→ **Extracto**:
◆ ◆ ◆ ◆ ◆

El seminario "La ética del psicoanálisis", de Jacques Lacan, es sin duda un seminario arduo, oscuro, en el cual Lacan se
muestra a corazón abierto, y en el que se observa, claramente, cómo toma otros
discursos para acordar, polemizar o denostar pero jamás para ignorar; y
también, cómo va gestando su pensamiento, vuelve sobre lo que dice, sigue,
repiensa, hasta hacer nacer nuevos conceptos, construyéndolos a medida que los
expone. Lo cual de por sí, constituye toda una transmisión y una enseñanza
acerca del modo de trabajo que era el suyo.

◆ ◆ ◆ ◆ ◆

→ **Fragmentos del listado**:
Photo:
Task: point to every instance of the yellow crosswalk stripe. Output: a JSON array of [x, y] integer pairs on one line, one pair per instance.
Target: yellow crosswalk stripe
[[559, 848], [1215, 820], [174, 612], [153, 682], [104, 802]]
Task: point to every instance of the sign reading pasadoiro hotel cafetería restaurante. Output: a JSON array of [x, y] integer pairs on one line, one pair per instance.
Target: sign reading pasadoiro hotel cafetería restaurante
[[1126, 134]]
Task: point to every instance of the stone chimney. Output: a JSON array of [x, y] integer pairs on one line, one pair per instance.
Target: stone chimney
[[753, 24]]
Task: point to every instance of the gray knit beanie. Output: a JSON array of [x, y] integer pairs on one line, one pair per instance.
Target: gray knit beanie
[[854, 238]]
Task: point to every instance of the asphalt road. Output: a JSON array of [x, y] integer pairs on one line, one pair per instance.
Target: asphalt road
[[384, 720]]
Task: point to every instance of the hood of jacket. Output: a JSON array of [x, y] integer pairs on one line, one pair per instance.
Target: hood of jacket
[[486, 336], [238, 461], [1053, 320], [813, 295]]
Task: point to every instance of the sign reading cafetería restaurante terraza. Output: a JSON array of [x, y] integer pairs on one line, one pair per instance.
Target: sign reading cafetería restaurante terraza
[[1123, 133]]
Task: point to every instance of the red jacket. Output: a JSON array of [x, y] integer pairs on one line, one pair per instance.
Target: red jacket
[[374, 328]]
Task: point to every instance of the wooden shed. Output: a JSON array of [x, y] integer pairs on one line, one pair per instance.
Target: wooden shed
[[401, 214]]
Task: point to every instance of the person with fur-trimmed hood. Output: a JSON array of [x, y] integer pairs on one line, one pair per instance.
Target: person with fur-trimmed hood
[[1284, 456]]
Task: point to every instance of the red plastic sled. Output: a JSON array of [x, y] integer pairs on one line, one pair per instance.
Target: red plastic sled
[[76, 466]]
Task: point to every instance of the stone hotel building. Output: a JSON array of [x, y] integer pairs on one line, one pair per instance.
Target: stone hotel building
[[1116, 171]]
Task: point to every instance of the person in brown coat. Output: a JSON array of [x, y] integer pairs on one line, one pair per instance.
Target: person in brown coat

◆ ◆ ◆ ◆ ◆

→ **Consignas**:
[1] Responde estas preguntas sobre el extracto acerca del seminario de Lacan:
(a) ¿Con qué dos adjetivos se califica el seminario "La ética del psicoanálisis"?
(b) ¿Para qué toma Lacan otros discursos, y para qué no los toma jamás?
(c) ¿En qué momento construye Lacan los nuevos conceptos?
[2] ¿Puedes proseguir el extracto sobre el seminario de Lacan a partir de su última oración?

→ **Respuestas en orden**:
[1]
(a) Arduo y oscuro.
(b) Los toma para acordar, polemizar o denostar, pero jamás para ignorarlos.
(c) A medida que los expone.

[2]
Lacan atraviesa la historia, la
filosofía, la literatura, la mitología, etc. pero de una manera diferente a la
de un turista ocioso; y cuando nos remite a Aristóteles, a Kant, a Bentham,
al amor cortés, a Sade, en modo alguno es por algún preciosismo estilístico o
por un capricho intelectual, sino porque cada uno de ellos son referentes
históricos que incidieron en las costumbres, moldearon la subjetividad de cada
época y modelaron prácticas, técnicas, y disciplinas, por lo general en
relación al poder de un Amo. Y además, porque está tratando de dar cuenta de la
ubicación del sujeto del inconsciente, que no es ni el de la filosofía ni el de
la ciencia.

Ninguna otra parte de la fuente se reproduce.